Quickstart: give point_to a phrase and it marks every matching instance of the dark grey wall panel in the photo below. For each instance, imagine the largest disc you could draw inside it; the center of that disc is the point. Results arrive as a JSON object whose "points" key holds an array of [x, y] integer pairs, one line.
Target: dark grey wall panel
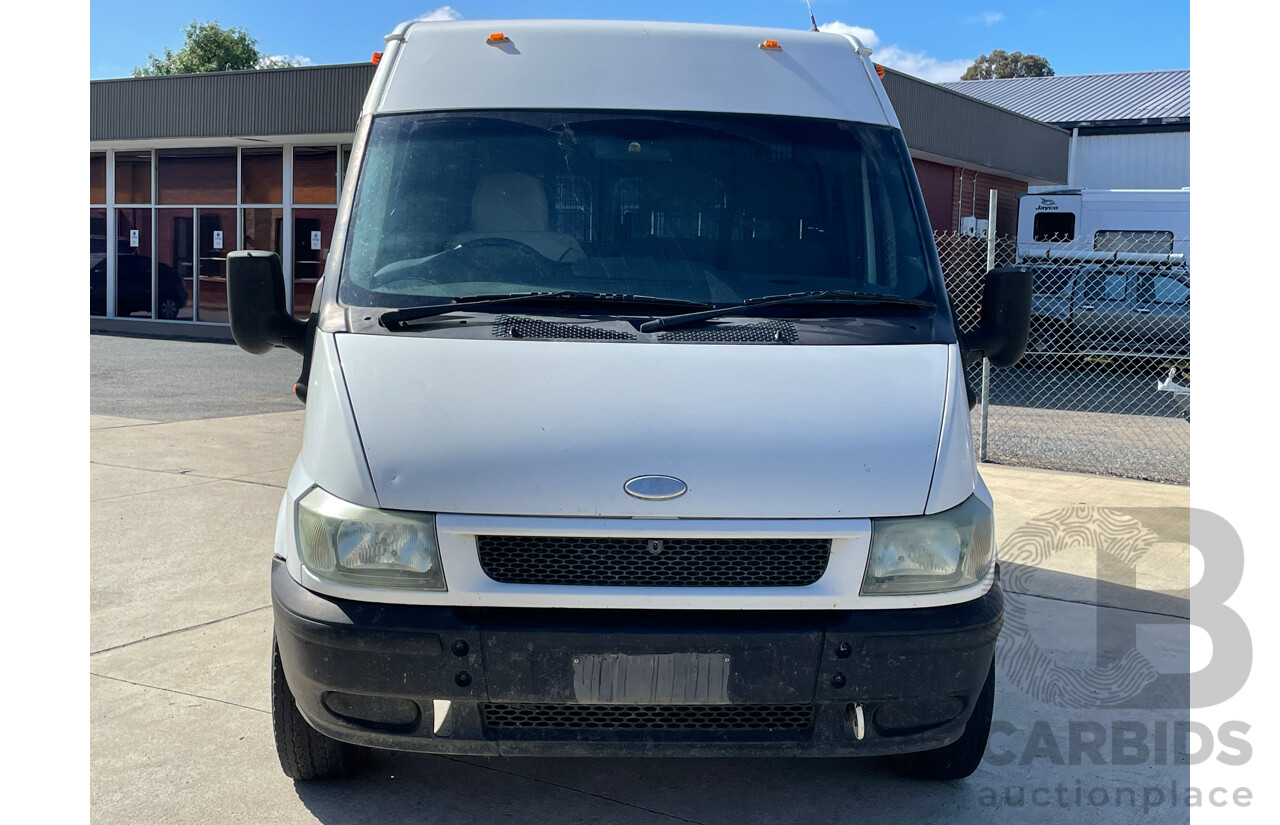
{"points": [[951, 124], [328, 99], [224, 104]]}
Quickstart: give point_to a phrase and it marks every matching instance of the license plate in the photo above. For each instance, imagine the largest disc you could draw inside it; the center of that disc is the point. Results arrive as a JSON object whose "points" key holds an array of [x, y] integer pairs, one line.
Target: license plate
{"points": [[652, 678]]}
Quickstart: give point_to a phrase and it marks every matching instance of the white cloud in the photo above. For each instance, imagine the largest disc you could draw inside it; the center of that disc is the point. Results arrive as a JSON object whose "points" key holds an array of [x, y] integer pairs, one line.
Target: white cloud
{"points": [[277, 62], [987, 18], [922, 65], [865, 35], [443, 13], [915, 63]]}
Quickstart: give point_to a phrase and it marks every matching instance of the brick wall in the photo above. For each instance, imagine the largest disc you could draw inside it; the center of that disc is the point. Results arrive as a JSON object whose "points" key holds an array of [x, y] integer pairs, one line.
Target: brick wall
{"points": [[969, 195]]}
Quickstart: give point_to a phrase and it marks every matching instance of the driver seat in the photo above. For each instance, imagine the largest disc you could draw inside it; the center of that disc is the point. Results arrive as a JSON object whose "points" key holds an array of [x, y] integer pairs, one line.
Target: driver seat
{"points": [[513, 206]]}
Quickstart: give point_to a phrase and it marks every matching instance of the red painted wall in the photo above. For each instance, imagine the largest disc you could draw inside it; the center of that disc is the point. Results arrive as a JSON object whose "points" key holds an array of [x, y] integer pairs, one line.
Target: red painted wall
{"points": [[937, 183]]}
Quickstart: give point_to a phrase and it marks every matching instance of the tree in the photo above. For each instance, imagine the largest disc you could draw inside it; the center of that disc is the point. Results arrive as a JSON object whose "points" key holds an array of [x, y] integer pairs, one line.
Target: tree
{"points": [[210, 47], [1001, 64]]}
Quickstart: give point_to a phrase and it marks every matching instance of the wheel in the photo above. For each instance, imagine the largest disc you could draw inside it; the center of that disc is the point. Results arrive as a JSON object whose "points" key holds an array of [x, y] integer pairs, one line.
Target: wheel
{"points": [[305, 754], [963, 756], [168, 308]]}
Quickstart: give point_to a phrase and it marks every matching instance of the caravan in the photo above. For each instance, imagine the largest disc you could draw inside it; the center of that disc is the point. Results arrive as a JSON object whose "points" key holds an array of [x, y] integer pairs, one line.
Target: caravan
{"points": [[1130, 225]]}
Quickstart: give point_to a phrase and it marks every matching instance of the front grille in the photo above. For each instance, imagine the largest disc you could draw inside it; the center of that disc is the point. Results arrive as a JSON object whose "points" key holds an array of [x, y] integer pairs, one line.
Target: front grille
{"points": [[653, 563], [648, 716], [762, 333], [516, 326]]}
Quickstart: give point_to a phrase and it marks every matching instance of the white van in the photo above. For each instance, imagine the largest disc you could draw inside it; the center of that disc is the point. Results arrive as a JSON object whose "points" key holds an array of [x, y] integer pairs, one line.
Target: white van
{"points": [[1132, 225], [636, 420]]}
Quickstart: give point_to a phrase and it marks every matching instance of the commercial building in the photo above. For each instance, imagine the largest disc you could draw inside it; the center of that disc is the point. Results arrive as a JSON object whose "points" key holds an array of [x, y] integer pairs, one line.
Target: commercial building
{"points": [[1129, 131], [186, 169]]}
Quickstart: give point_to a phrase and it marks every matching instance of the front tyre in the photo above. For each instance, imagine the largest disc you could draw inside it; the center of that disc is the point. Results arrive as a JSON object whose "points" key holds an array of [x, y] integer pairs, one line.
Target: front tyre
{"points": [[305, 754], [963, 756]]}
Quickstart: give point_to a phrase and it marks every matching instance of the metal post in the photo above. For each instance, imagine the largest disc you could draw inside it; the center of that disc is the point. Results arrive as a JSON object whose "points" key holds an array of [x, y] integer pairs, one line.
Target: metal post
{"points": [[983, 400], [991, 229], [986, 365]]}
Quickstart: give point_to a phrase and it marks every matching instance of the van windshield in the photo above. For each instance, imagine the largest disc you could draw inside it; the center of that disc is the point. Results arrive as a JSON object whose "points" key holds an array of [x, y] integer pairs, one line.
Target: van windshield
{"points": [[694, 207]]}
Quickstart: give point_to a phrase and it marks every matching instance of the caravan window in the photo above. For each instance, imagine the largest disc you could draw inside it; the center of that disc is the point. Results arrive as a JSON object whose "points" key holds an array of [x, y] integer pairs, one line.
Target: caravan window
{"points": [[1054, 227], [1130, 241]]}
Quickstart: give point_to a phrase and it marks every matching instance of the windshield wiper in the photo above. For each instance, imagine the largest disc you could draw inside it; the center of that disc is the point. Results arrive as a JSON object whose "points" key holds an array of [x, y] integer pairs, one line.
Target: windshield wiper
{"points": [[396, 319], [841, 296]]}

**********

- WHAT TO WORK ON: In the answer, all of the material should appear exactly as given, with no picture carried over.

- OUTPUT BELOW:
Quickstart: give point_to a phrase and it marks every matching instance of the dark grey wall panel in the photo below. For each instance, imagine the largest disc you could draw inside it; the center of that disc is the point. Results arrive as a JSON object whose "points" key holds an array of [x, y] integer pairs, one line.
Target: dark grey wall panel
{"points": [[951, 124], [328, 99], [224, 104]]}
Quickstart: give point_to a phrase and it marks every matching instance of the license plate in the photo above. For each instance, imagine the largest disc you could draw inside it; the center of that disc is the point. Results arrive as a JSON object whose "points" key holds an array of [x, y] integer pairs, one line.
Target: license plate
{"points": [[652, 678]]}
Quickstart: give point_to a phrase and it marks every matching instance of the white cloud in the photo above. For each instance, imagine the largest disc you could draw inside it; the center of that disc is the point. Results arrive as a JSON object whose "points" key holds an array of [x, y] integer pairs, one line.
Target: white cloud
{"points": [[277, 62], [987, 18], [922, 65], [865, 35], [443, 13], [915, 63]]}
Quickstart: give point_to a phrase and it marks every matching instance of the brick wall in the photo above. For each instance, imagine the largest disc you could draw inside it; the center of that disc is the point. Results arrive as a JSON object whose "points" key holds an array of [x, y] integer pairs, one line.
Target: brick wall
{"points": [[969, 195]]}
Quickstart: give point_to a phrase and it marks every matching instance of the driver seat in the photo above. For each instance, imagine the largest disc you could draw inside it; the center of that disc is the point. Results arrive as a JSON object whose "points" key holds an array of [x, y] integer pairs, one line.
Target: driver seat
{"points": [[513, 206]]}
Quickstart: give point_to a phrase and it marks every matching instance of the red painted wall in the photo above. For each instance, imagine the largest disc you could draw inside it; the center of that disc is the point. Results arrive as a JSON object whose "points" key holds an array of [x, y] integer pairs, one line.
Target: red painted wall
{"points": [[937, 183]]}
Quickstart: give point_to a phrase and it marks every matching instance of the tree in the photo above. For each instance, imagine the largest disc you could draw inside it; the center of that disc is the point. Results arrive as a JSON object whose "points" key holds an array of [x, y] integer pairs, one line.
Target: tree
{"points": [[210, 47], [1001, 64]]}
Quickstart: give point_to a phrase and it marks every matching instance of the wheel in the photo above. For each instance, imagine the largest disc you could draw inside it; the center of that disc is the point. Results arrive as a JSON object whose "points" key holds an array of [x, y] integer pairs, one line.
Target: wheel
{"points": [[305, 754], [963, 756], [168, 308]]}
Quickstart: give point_to a phrase and it marks every matching instance of the caravan in the photo above. For each instance, imagine the largest disc you could draw inside it; the center of that disc is the point. Results arrive as a JSON object whose "points" key holds an array of [x, y] integer pairs, one line.
Target: caravan
{"points": [[1130, 225]]}
Quickstart: give point_to a phrase and it marks every matching instance of the front grille in the photo above. For each instance, imagine the largest disc you could draw inside it; the center of that disc is the point. Results arrive as a JSON object whose "points" key holds an array of [x, y] integer pairs, one line.
Target: front grille
{"points": [[653, 563], [648, 716], [762, 333], [516, 326]]}
Quickstart: give point_to a phrase and it marks every matching instance of the white van in the photo above. For each instance, imagine the largest disc you could draw inside it; the center of that disc is the point. Results arrive as a JSON object whose "points" key holds an array of [x, y] integer pairs, one line.
Target: white van
{"points": [[1132, 225], [636, 420]]}
Quickstart: give point_to a phrase and it marks every matching instance of the commercial building in the photo above. For each instance, imagine the largest disc you could draw inside it; the center of that disc is the point. Results arrive as a JSON object whose "points" key holds an array of [x, y] integer pairs, one line.
Target: commercial building
{"points": [[1129, 131], [186, 169]]}
Quickstart: give point_to a phrase and it marks every matching instance of the front tyre in the photo above. For each instance, imagine the largest disc you could draw inside it; the center of that disc is the point. Results arrive as a JSON object whose "points" key holds an array of [x, y] integer pairs, one line.
Target: front tyre
{"points": [[305, 754], [963, 756]]}
Quickstart: give point_to a phrase and it marks every matching instance of the metal post in the photo above. For each instance, imagine the largest disc you could draw inside it; the center of that disc is the point. Results arrive as a JSON object whose "points" key holds an array of [x, y] integer pairs, one line.
Target: metal post
{"points": [[983, 400], [991, 229], [986, 365]]}
Quickstart: give point_to a phrase and it marks every matching instance of the van windshield in the photo above. For each instance, imagine the largest disc you could draw inside it; the center of that disc is the point. Results arrive as a JSON object whose "points" key holds an array of [x, y] integer pairs, one line.
Target: van windshield
{"points": [[694, 207]]}
Quickstart: give point_to a phrase and it marks every matching instance of the caravan window in the photo above. For each instance, imagine the largest disc you could draw inside it; the center of that disc is the point. Results arrive as a JSON object whose "points" key holds an array of [x, y] integer pairs, one line.
Target: caravan window
{"points": [[1054, 227], [1130, 241]]}
Quickstart: give point_to a phrase and it marks every matching instance of the windshield wiper in the photo above. For each instance, imagine the largest disc you could draw inside it; the center of that disc is the point. Results arrive as a JSON object whose "points" key holds an array of [x, y] integer pairs, one line.
Target: windshield wiper
{"points": [[396, 319], [841, 296]]}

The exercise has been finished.